Prosigue el texto sobre Chet Baker y el padre de quien lo escribe, a partir de su última oración.

Fragmento seleccionado
== == ==

De Chet Baker y de mi padre



Hay días como este sábado nublado, lluvioso, que me levanto con los recuerdos a flor de piel, la memoria totalmente activada. Aquí hay una lógica musical que no da una nota en falso, que funciona con un tempo, un compás casi perfecto. 

Un sonido me lleva al otro; la emoción al recuerdo; el recuerdo me regresa a la emoción y al intento de ponerla en palabras. Aunque no lo logre, busco atrapar ese instante noble y gracioso que decía alguien. Y entre la mayoría de mis días intrascendentes y vacíos de significado, agradezco estos días.

Dos fotos: una, el trompetista norteamericano Chet Baker; otra: mi padre. Dentro del jazz, Chet fue una especie de ángel maldito, un autodidacta de “oído absoluto” y memoria perfecta; un fenómeno extraño por la amplia línea musical en que se movió hasta encontrar su estilo definitivo. 

Pese a sus limitaciones como instrumentista y a su pobre capacidad para leer partituras, experimentó con todos los estilos e hizo más de 200 grabaciones en sus casi cuatro décadas de carrera musical. Algunas de ellas con los músicos más importantes de su época —y de todas la épocas del jazz, me atrevo a agregar—. Otras, presentaciones en vivo, fragmentos y pedazos musicales mal terminados que por su constante necesidad de dinero vendía a cualquiera. 

Siendo ya una figura absoluta de la escena jazzística europea, se le vio, con su sombrero en el piso, tocando en las calles de Roma.

== == ==

Datos proporcionados
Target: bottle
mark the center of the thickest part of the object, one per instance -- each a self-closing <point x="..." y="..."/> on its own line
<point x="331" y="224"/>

== == ==

Resultado de tarea
De niñez complicada, hijo de un músico alcohólico y de una madre melómana, Chet comenzó bien joven con el bebop neoyorkino, estilo de frases rápidas y sincopadas, ritmos entrecortados y caóticos. 

Pronto, encontró su ambiente natural de expresión dentro del West Coast jazz, forma de hacer aún cerca de las armonías del bebop, pero con un sentido diferente del swing, del ritmo y la melodía. En esos ritmos cool, en esos arreglos suaves y calmos, encubrió, tal vez, su frenetismo como ser humano. 

En sus presentaciones, a veces cantaba más que tocaba. Su estilo de vocalizar era sencillo, natural y cálido. Su tono, íntimo, sobrio y contenido. 

Admirado, adorado por algunos; cuestionado, casi odiado por otros, Chet tuvo veleidades, pasiones prohibidas y tumultuosas que no quiso o no pudo controlar y que muchas veces arrastraron su carrera musical a un abismo: drogas, mujeres y automóviles de lujo. 

Ganó mucho dinero con su música, pero las deudas siempre fueron una gigantesca e inescalable montaña. Carismático, era exquisito y seductor cuando quería, pero —dice un amigo—, la necesidad de dinero para el consumo de drogas lo convertían en un ser mezquino y sin escrúpulos. Por esta adicción, y las deudas, llegó a perder la dentadura en una golpiza que le dieron; suceso que no dejó de aprovechar para su mitología personal.

Chet Baker fue un hombre dionisíaco que se escondió tras el rostro de un hermoso ángel; un rostro que también el cine de la época quiso aprovechar. En 1955 protagonizó una película: Hell’s Horizon. Un poco despectivamente lo apodaron el James Dean del jazz. Con ese rostro conquistó escenarios musicales y sedujo a las tantísimas mujeres de su vida. 

Al final, de tantas arrugas, la piel de su cara parecía un viejo y gastado pergamino, pero el poder seductor de su voz y su trompeta se mantenía intacto. Dejó una autobiografía cuyo título resume su vida: Como si tuviera alas. Las memorias perdidas

Han pasado treinta años y aún se especula con las causas de su muerte. En su momento, la prensa habló de mujeres, de accidente, de sobredosis de alcohol, de drogas y ajuste de cuentas con sus proveedores. Lo cierto es que cayó, lo empujaron, o solo quiso volar desde el segundo piso del hotel Prins Hendrick en Ámsterdam.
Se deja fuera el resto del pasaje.